## SHORT TASK
Copy out everything from the start of the records down to and including the line containing "<point>99,305</point>", requests included, raising every point coordinate in the answers by 143 and leaving the requests and their sample coordinates unchanged.

## MATERIAL FOR THIS TASK
►
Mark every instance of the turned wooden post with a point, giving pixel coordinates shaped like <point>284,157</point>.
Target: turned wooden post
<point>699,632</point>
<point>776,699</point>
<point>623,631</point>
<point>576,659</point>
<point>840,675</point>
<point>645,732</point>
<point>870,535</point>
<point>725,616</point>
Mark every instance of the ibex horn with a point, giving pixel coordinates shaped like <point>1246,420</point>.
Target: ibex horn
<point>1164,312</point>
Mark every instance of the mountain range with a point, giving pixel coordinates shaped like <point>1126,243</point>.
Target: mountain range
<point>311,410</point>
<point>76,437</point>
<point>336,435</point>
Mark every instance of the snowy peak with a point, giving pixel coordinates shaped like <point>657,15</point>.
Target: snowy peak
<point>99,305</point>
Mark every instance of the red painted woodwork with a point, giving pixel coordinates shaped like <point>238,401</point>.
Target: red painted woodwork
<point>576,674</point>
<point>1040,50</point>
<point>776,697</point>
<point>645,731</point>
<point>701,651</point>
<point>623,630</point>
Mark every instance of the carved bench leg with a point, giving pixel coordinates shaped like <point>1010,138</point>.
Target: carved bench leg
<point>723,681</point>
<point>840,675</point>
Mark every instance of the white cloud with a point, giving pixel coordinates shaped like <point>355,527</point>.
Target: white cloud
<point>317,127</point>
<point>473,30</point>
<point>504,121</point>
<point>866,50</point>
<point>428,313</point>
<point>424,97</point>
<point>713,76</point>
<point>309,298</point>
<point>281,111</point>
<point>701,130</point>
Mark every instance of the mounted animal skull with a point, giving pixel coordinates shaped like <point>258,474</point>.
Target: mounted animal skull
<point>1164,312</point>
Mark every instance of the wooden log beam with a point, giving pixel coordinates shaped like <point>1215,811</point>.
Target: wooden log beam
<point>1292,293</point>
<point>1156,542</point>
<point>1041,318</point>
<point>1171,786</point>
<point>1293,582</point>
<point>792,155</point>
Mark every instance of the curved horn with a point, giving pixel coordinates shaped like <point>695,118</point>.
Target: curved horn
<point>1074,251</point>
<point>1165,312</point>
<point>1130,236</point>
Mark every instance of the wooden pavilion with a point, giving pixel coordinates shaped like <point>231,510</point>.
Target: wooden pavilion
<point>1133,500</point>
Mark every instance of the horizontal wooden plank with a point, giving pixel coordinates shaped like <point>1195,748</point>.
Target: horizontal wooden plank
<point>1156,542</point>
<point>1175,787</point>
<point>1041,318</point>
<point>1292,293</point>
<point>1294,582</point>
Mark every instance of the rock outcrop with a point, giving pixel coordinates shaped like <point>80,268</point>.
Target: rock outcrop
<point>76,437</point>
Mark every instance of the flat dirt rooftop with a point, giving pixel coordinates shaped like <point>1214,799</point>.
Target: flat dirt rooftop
◄
## REPLY
Mark every instance of the turned wooden post with a point, giving pixel coordinates shaped like <point>284,157</point>.
Target: turned wooden post
<point>842,775</point>
<point>919,842</point>
<point>766,774</point>
<point>719,802</point>
<point>983,818</point>
<point>788,875</point>
<point>1013,678</point>
<point>868,759</point>
Mark every instance of the ibex horn with a point, giving pixel coordinates shaped like <point>1246,420</point>.
Target: ibex horn
<point>1307,455</point>
Mark every instance of the mountain range with a point, giving pixel coordinates shaped like <point>1126,243</point>.
Target: mountain range
<point>454,553</point>
<point>219,580</point>
<point>479,578</point>
Mark every instance of the snowy peak with a point, giving pixel coordinates shaped like <point>657,15</point>.
Target: snowy peak
<point>242,448</point>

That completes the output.